## Parts of the exercise
• A. Reproduce the part of the comment about Ted Cruz that runs from "I think as I" through "our counties service.".
• B. Answer these questions using the comment about Ted Cruz:
(i) When posting, what does the writer say they are careful to do?
(ii) What two things does the writer call Cruz?
(iii) When the sources distinguish citizen, citizen at birth and natural born citizen, what does the writer say they always specify?

## Document passage

__________________________________________________

Its so sad that you feel the need to either attack or post so large that the presentation obscures the material. I respect you for your service but not for your snap judgements about people based solely on whether they seem to support your positions. I am very careful in posting to give supporting links or state that something is an opinion.
I think as I have stated many times that Cruz is an excellent man and a resource for our country. Some of his positions have troubled me but in no way do I want him attacked or marginalized over the birth right citizen issue. I think that there is considerable support that the Founders and many judges established the requirement for a President/Vice president to be a natural born citizen requires him/her to be born of two American citizens. This has traditionally included birth in the USA but has been extended to those out of the country on our counties service.
There is no lying here no intent to distort. I think your posts sidestep the issue while establishing Ted Cruz’s citizenship they neglect the issue of natural born being defined as of two American citizen parents. That position is actually spelled out in some of the material you have posted. The literature is replete with people who have played fast & loose with the definitions, intermingling them fallaciously. So its easy to find quotes with that approach. If you return to the sources two citizen parents are always specified when the distinction between citizen, citizen at birth and natural born citizen are distinguished. Additionally the correspondence of the Founders at the time is clear in their intent.

__________________________________________________

## Given data
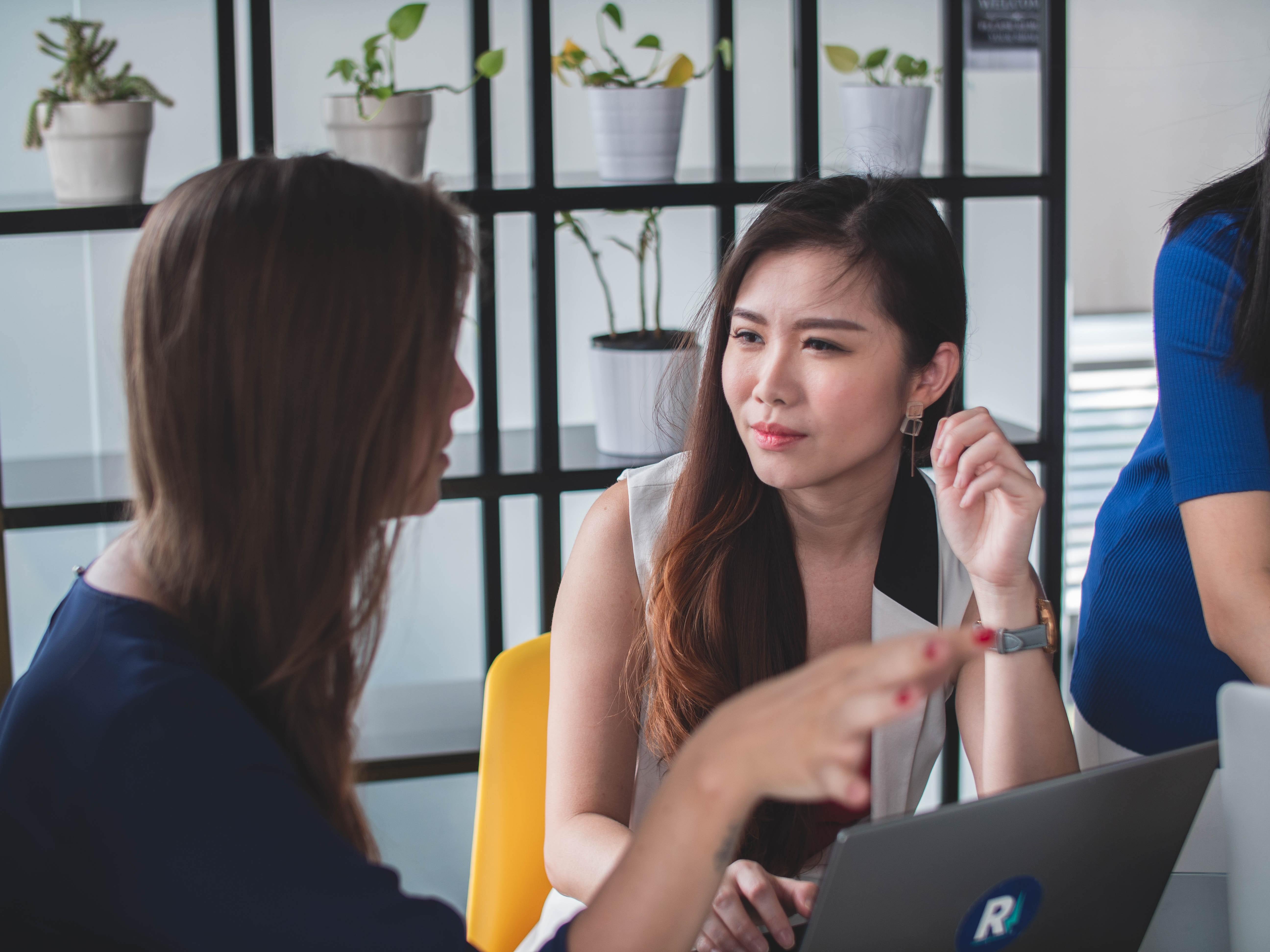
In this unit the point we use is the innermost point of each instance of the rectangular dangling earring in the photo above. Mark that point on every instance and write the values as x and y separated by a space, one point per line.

__________________________________________________

## Responses to the exercise
• A.
I think as I have stated many times that Cruz is an excellent man and a resource for our country. Some of his positions have troubled me but in no way do I want him attacked or marginalized over the birth right citizen issue. I think that there is considerable support that the Founders and many judges established the requirement for a President/Vice president to be a natural born citizen requires him/her to be born of two American citizens. This has traditionally included birth in the USA but has been extended to those out of the country on our counties service.

• B.
(i) Give supporting links or state that something is an opinion.
(ii) An excellent man and a resource for the country.
(iii) Two citizen parents.